**YOUR GOAL:** Convert every line of the records below into a JSON array of strings, one string per line, and leave out any blank lines.
* begin *
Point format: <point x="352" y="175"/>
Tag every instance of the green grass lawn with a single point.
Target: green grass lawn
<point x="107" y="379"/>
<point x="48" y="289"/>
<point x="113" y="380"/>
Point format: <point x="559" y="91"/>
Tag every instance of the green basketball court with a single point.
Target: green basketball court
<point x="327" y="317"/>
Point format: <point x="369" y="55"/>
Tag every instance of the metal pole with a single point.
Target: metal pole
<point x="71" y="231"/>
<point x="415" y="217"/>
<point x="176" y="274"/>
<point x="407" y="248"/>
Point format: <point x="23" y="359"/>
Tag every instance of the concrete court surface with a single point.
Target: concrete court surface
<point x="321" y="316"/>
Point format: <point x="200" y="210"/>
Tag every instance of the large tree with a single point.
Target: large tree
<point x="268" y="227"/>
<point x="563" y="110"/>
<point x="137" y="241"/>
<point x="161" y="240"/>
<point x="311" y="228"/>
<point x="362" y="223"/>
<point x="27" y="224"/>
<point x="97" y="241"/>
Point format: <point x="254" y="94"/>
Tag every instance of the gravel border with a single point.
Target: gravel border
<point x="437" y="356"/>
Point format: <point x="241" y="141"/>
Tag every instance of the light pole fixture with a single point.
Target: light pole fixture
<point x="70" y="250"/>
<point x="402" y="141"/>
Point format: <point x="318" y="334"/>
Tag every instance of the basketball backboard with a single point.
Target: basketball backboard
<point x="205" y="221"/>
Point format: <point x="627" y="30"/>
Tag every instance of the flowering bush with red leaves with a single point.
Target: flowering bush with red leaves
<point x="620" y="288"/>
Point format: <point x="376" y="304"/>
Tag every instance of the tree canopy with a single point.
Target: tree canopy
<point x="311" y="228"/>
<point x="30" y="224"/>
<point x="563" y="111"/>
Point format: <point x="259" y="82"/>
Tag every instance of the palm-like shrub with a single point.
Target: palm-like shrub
* end *
**RESULT BELOW:**
[
  "Point format: <point x=\"352\" y=\"175\"/>",
  "Tag every instance of the green grass lawn with a single point.",
  "Target: green grass lawn",
  "<point x=\"107\" y=\"379\"/>",
  "<point x=\"48\" y=\"289\"/>",
  "<point x=\"113\" y=\"380\"/>",
  "Point format: <point x=\"559\" y=\"91\"/>",
  "Tag every instance of the green basketball court with a single point.",
  "Target: green basketball court",
  "<point x=\"327\" y=\"317\"/>",
  "Point format: <point x=\"369\" y=\"55\"/>",
  "Tag every instance of the metal pole with a single point.",
  "Target: metal pole",
  "<point x=\"71\" y=\"231\"/>",
  "<point x=\"415\" y=\"217\"/>",
  "<point x=\"176\" y=\"274\"/>",
  "<point x=\"407\" y=\"248\"/>",
  "Point format: <point x=\"23\" y=\"359\"/>",
  "Tag every instance of the concrete court surface with a single point.",
  "Target: concrete court surface",
  "<point x=\"321\" y=\"316\"/>",
  "Point format: <point x=\"200\" y=\"210\"/>",
  "Tag every instance of the large tree with a single point.",
  "Target: large tree",
  "<point x=\"268\" y=\"227\"/>",
  "<point x=\"563\" y=\"110\"/>",
  "<point x=\"137\" y=\"241\"/>",
  "<point x=\"161\" y=\"240\"/>",
  "<point x=\"311\" y=\"228\"/>",
  "<point x=\"362\" y=\"223\"/>",
  "<point x=\"27\" y=\"224\"/>",
  "<point x=\"97\" y=\"241\"/>",
  "Point format: <point x=\"254\" y=\"94\"/>",
  "Tag every instance of the gravel border with a single point.",
  "Target: gravel border",
  "<point x=\"437\" y=\"356\"/>",
  "Point format: <point x=\"241\" y=\"141\"/>",
  "Tag every instance of the light pole fixture with a single point.",
  "Target: light pole fixture",
  "<point x=\"70\" y=\"250\"/>",
  "<point x=\"402\" y=\"141\"/>",
  "Point format: <point x=\"318\" y=\"334\"/>",
  "Tag every instance of the basketball backboard with a single point.",
  "Target: basketball backboard",
  "<point x=\"205\" y=\"221\"/>",
  "Point format: <point x=\"627\" y=\"30\"/>",
  "Tag every instance of the flowering bush with red leaves with a single point.",
  "Target: flowering bush with red leaves",
  "<point x=\"620\" y=\"288\"/>",
  "Point format: <point x=\"376\" y=\"304\"/>",
  "Tag every instance of the tree canopy with a single point.",
  "Target: tree canopy",
  "<point x=\"311\" y=\"228\"/>",
  "<point x=\"30\" y=\"224\"/>",
  "<point x=\"563\" y=\"111\"/>",
  "Point format: <point x=\"259\" y=\"82\"/>",
  "Tag every instance of the palm-like shrub with a single point.",
  "Target: palm-like shrub"
]